_Objetivo_
Indica si cada afirmación concuerda con el texto sobre Escrivá y la vocación. Responde sí o no y cita literalmente las palabras del texto que lo deciden.
1. Para Escrivá, el término vocación se refiere a una vocación religiosa.
2. La primera forma de vocación es la elección del hombre por Dios para ser cristiano.
3. Escrivá cita un texto de Clemente de Alejandría.

_Texto proporcionado_
'''

Escrivá alude frecuentemente, en sus textos de espiritualidad, a la vocación: “es la gracia mayor que el Señor ha podido hacerte”[50], dice a uno de sus seguidores. Pero el término no se refiere a ninguna vocación “religiosa”, sino —en correspondencia al significado espiritual que radica en el trabajo profano— a cualquier actuación en una profesión en el mundo: “tu perfección está en vivir perfectamente en aquel lugar, oficio y grado en que Dios, por medio de la autoridad, te coloque”[51]. Pues una llamada de Dios está ya contenida en la profesión en el mundo como ámbito de santidad, en su triple aspecto de santificarse a uno mismo, santificar el trabajo y santificar el mundo. La primera forma de vocación es sin duda la elección del hombre por Dios para ser cristiano. Aquí se encuentra incluida la llamada al apostolado y a la sanación y santificación del mundo. Escrivá, cuyas palabras están llenas de ecos de la Sagrada Escritura y de los Padres, cita aquí un texto de Clemente de Alejandría sobre el testimonio de la vida real de los cristianos en el mundo: “Convencidos de que Dios se encuentra en todas partes, nosotros cultivamos los campos alabando al Señor, surcamos los mares y ejercitamos todos los demás oficios nuestros cantando sus misericordias[52].

'''

[Parte de un archivo de datos]

'''

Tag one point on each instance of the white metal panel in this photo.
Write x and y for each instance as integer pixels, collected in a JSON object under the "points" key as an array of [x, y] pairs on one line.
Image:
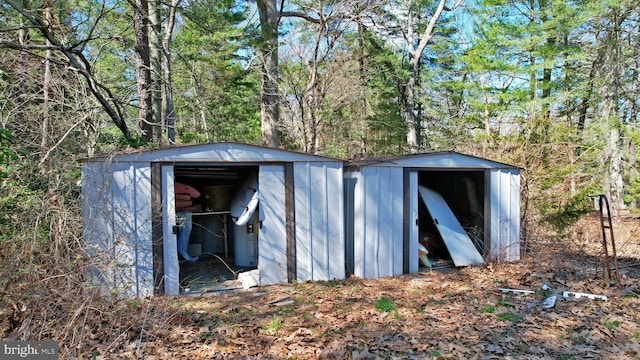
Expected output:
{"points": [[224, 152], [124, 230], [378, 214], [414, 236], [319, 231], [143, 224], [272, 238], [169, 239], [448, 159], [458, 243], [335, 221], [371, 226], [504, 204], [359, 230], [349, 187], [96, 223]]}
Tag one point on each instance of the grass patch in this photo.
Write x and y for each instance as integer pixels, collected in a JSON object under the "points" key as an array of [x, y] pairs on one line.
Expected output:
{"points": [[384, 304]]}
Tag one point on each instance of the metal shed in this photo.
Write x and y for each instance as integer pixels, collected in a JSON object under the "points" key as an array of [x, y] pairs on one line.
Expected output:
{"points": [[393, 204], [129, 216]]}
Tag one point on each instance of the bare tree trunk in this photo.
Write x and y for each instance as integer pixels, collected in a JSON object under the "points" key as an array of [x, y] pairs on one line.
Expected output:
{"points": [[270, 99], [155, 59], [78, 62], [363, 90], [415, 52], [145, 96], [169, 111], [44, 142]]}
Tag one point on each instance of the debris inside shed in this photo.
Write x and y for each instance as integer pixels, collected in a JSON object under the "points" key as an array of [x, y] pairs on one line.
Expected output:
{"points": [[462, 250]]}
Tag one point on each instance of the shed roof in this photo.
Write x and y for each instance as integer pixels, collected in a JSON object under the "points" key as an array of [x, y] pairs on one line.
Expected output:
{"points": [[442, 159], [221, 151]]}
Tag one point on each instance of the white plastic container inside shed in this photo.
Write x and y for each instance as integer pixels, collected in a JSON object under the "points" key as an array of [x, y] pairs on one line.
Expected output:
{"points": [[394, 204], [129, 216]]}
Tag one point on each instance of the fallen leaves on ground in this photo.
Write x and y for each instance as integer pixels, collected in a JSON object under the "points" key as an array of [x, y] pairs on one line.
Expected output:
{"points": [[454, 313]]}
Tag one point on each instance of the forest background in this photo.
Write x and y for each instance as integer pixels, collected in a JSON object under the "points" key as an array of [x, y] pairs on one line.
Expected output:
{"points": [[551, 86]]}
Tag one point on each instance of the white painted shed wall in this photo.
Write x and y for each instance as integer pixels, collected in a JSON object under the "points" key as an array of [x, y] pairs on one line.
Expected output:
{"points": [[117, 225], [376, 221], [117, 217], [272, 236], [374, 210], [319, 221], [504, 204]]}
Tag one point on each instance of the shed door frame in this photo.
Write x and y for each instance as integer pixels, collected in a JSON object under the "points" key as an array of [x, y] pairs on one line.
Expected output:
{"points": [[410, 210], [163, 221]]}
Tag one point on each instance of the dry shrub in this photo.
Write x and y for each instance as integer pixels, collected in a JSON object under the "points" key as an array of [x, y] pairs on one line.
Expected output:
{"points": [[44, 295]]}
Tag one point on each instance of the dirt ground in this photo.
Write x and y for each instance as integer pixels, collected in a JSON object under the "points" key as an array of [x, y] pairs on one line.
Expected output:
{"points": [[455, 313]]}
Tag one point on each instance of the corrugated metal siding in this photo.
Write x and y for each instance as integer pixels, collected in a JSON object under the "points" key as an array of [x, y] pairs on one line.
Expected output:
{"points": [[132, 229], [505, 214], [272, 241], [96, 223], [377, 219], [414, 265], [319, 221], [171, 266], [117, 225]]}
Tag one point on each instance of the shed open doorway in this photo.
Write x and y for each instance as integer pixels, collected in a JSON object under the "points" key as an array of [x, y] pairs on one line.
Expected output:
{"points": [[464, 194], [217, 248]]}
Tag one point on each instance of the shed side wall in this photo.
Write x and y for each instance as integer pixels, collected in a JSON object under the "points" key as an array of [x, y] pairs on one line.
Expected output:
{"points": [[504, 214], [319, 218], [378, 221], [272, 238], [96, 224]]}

'''

_Respuesta completa_
1. No: «el término no se refiere a ninguna vocación “religiosa”».
2. Sí: «La primera forma de vocación es sin duda la elección del hombre por Dios para ser cristiano».
3. Sí: «cita aquí un texto de Clemente de Alejandría».